• [Supplied passage]
---

2005 Annual Design Review Equipment Best of Category

Posted inID Mag

Search + Rescue CommVest When the jurors convened to discuss the entries after a long morning’s preliminary round of cuts, the first item for scrutiny was Nike’s Comm-Vest, a radio harness designed for ski-patrol and search-and-rescue teams. “To me, this was the standout product,” Ancona announced. Seck, whose first language is French, added, “It is magnifique.” Hours later, no other entry had surpassed that bar.

At first glance, you’d never know that the vest contained a speaker, a mic, two electrical switches and connectors, and 100 inches of wire. Its brilliant red color and fitted cut are classic Nike. The tech is in the details. The molded black plastic sewn into the collar, for instance, is a removable speaker. A mic, again encased in plastic, is embedded in the vest a few inches from the mouth, and just below that is a push-to-talk button, big enough for use by gloved hands. Finally, two zippered pockets hold the radio and transceiver, which plug into the vest’s electronics via cable.

---

Items stored in a collection
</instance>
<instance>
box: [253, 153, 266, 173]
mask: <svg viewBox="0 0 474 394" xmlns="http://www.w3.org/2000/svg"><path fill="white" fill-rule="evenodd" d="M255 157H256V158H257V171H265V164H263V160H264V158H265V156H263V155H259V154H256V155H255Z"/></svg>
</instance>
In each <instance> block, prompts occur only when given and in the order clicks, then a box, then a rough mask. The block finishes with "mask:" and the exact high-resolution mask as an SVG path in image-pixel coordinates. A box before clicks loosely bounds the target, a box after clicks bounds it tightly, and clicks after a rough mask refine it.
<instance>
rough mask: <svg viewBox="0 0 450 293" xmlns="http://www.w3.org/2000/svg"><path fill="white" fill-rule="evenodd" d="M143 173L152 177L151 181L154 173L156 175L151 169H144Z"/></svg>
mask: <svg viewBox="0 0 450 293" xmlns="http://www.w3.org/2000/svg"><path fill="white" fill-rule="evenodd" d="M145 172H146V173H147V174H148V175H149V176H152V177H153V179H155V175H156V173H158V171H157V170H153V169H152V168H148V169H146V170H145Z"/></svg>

---

• [List of tasks]
A – According to the Comm-Vest review, how much wire does the vest contain?
B – Using the Comm-Vest review, explain in one or two sentences why the push-to-talk button is large.
C – Pick up the Comm-Vest review after its last sentence and keep writing.
The listing is separate material from the Comm-Vest review.

• [Results in order]
A – 100 inches of wire.

B – The push-to-talk button is made big enough so that it can be pressed by someone wearing gloves.

C –
The CommVest grew out of a collaboration between Nike’s outdoor apparel group and the Explore Studio, an advanced concepts team led by Ray Riley, though the project ultimately drew in people from Nike’s Techlab, brand design group, and beyond. Ancona appreciated this breadth of talent, saying, “Nike is the only company that could integrate technical hardware and clothing so well. You see other people do it and it is so clumsy.”

But the key to the project’s success was a different collaboration—with the local Portland Mountain Rescue Team and the Mount Hood Meadows Ski Patrol. The squads were having several problems with their communications gear. The standard radio harness is a pocket held to the body by straps and worn under a jacket to keep it safe from the elements. Muffled by the coat and competing with the wind, the radio was often impossible to hear. Working in freezing environments, rescuers would often take off their gloves and unzip their coats to access the push-to-talk button. The chest-mounted VHF radios were bulky and got in the way during rope descents; the harnesses tend to fit loosely and don’t provide a place for the transceiver, necessitating a second harness; and the problems go on.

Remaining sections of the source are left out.